START Given records
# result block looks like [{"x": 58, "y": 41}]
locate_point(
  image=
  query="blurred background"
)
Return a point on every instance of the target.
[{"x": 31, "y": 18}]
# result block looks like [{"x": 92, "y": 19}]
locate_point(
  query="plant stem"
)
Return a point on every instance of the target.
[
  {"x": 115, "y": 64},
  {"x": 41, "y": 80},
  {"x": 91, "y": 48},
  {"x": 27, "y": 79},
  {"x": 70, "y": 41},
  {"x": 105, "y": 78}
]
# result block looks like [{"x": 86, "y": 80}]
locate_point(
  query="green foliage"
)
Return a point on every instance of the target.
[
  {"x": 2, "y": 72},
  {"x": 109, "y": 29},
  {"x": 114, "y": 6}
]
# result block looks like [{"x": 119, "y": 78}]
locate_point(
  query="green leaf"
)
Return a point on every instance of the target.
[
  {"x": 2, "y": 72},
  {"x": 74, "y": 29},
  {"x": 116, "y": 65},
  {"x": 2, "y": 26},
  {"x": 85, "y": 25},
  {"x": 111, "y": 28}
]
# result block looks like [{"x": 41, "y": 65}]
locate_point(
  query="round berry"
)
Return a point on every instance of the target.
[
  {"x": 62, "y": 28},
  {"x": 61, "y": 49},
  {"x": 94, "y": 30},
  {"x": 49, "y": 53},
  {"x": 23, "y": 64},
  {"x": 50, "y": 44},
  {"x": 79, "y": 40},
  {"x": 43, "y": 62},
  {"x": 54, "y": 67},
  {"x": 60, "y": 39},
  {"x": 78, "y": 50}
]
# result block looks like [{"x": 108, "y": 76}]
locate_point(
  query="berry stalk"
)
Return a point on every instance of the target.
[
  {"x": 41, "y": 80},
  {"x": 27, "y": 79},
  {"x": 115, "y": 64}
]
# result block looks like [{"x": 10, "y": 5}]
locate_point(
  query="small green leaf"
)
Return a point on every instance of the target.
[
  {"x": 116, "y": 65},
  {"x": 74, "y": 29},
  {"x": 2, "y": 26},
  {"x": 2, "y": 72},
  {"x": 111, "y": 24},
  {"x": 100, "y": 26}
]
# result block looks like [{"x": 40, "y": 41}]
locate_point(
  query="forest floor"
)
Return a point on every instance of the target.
END Given records
### Work request
Each record has to be given again exactly as written.

### Final answer
# result block looks like [{"x": 58, "y": 41}]
locate_point(
  image=
  query="blurred background"
)
Return a point on every instance of the target.
[{"x": 31, "y": 18}]
# result block looks like [{"x": 92, "y": 19}]
locate_point(
  query="plant stem"
)
Return a point on every instance of the target.
[
  {"x": 115, "y": 64},
  {"x": 41, "y": 80},
  {"x": 91, "y": 48},
  {"x": 27, "y": 79},
  {"x": 70, "y": 41},
  {"x": 105, "y": 78}
]
# result block looks like [{"x": 86, "y": 80}]
locate_point(
  query="green foliage"
)
Return a point on every instance of the target.
[
  {"x": 2, "y": 72},
  {"x": 109, "y": 29},
  {"x": 114, "y": 6}
]
# result block looks like [{"x": 119, "y": 78}]
locate_point(
  query="green leaf"
)
Return a point on every instance of the target.
[
  {"x": 2, "y": 72},
  {"x": 74, "y": 29},
  {"x": 116, "y": 65},
  {"x": 2, "y": 26},
  {"x": 85, "y": 25},
  {"x": 111, "y": 28}
]
# result block looks like [{"x": 41, "y": 65}]
locate_point(
  query="round berry"
)
Return a point on every instance of the target.
[
  {"x": 62, "y": 28},
  {"x": 61, "y": 49},
  {"x": 94, "y": 30},
  {"x": 49, "y": 53},
  {"x": 23, "y": 64},
  {"x": 50, "y": 44},
  {"x": 79, "y": 40},
  {"x": 43, "y": 62},
  {"x": 54, "y": 67},
  {"x": 60, "y": 39},
  {"x": 78, "y": 50}
]
# result block looks like [{"x": 108, "y": 76}]
locate_point(
  query="berry stalk"
)
Return a point on every instance of the target.
[
  {"x": 41, "y": 80},
  {"x": 27, "y": 79},
  {"x": 115, "y": 64}
]
# result block looks like [{"x": 10, "y": 5}]
locate_point(
  query="small green leaf"
)
Return a point on every instance of the target.
[
  {"x": 116, "y": 65},
  {"x": 74, "y": 29},
  {"x": 2, "y": 26},
  {"x": 2, "y": 72},
  {"x": 111, "y": 24},
  {"x": 100, "y": 26}
]
# result block looks like [{"x": 40, "y": 41}]
locate_point(
  query="forest floor"
)
Return a point on every instance of the target.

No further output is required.